[Dataset entries]
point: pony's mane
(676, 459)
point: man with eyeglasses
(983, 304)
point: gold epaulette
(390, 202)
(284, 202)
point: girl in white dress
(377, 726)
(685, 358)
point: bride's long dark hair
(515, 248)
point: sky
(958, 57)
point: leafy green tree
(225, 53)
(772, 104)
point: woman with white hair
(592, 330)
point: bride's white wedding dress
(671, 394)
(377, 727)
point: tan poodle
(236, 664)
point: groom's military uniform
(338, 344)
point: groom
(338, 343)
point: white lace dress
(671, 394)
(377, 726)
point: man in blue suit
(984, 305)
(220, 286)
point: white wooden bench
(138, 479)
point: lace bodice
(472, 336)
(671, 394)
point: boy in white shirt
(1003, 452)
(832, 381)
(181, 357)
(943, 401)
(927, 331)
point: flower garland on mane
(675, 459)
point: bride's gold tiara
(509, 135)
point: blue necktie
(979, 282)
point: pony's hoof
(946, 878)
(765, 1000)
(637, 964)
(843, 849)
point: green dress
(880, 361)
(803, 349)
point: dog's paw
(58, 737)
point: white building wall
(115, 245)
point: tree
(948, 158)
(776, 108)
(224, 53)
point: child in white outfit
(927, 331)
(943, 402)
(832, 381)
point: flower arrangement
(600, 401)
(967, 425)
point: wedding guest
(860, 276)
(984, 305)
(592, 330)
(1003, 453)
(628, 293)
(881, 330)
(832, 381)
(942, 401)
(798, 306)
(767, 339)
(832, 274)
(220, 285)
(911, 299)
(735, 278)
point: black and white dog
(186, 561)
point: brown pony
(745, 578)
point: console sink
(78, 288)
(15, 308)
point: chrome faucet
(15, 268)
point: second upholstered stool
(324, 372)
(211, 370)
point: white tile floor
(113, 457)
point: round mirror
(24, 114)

→ **What needs to be done**
Write the data from above out again, exactly.

→ **Exercise result**
point: pony's mane
(676, 459)
point: man with eyeglasses
(983, 304)
point: gold epaulette
(390, 202)
(284, 202)
point: girl in white dress
(377, 726)
(685, 358)
point: bride's long dark hair
(515, 248)
point: sky
(958, 57)
point: leafy green tree
(225, 53)
(772, 104)
point: woman with white hair
(592, 330)
point: bride's white wedding dress
(671, 394)
(377, 727)
point: tan poodle
(236, 664)
point: groom's military uniform
(338, 344)
point: groom
(338, 343)
point: white lace dress
(671, 394)
(377, 726)
point: man in blue suit
(984, 305)
(220, 286)
point: white wooden bench
(138, 479)
point: lace bodice
(472, 336)
(671, 394)
point: boy in white shirt
(1003, 452)
(832, 381)
(181, 357)
(943, 401)
(927, 331)
point: flower garland on mane
(675, 459)
point: bride's gold tiara
(509, 135)
point: blue necktie
(979, 282)
point: pony's hoof
(946, 878)
(765, 1000)
(637, 964)
(843, 849)
point: green dress
(880, 361)
(803, 349)
point: dog's paw
(58, 737)
point: white building wall
(115, 245)
point: tree
(948, 158)
(776, 108)
(224, 53)
point: child in white outfit
(927, 331)
(943, 402)
(832, 381)
point: flower arrangement
(600, 401)
(967, 425)
point: wedding guest
(860, 276)
(984, 305)
(592, 330)
(1003, 453)
(628, 293)
(881, 330)
(832, 381)
(942, 401)
(798, 306)
(767, 339)
(832, 274)
(220, 285)
(911, 299)
(735, 278)
point: black and white dog
(186, 561)
point: brown pony
(745, 578)
point: console sink
(78, 288)
(15, 308)
point: chrome faucet
(15, 268)
point: second upholstered stool
(324, 372)
(211, 370)
point: white tile floor
(113, 457)
point: round mirror
(24, 114)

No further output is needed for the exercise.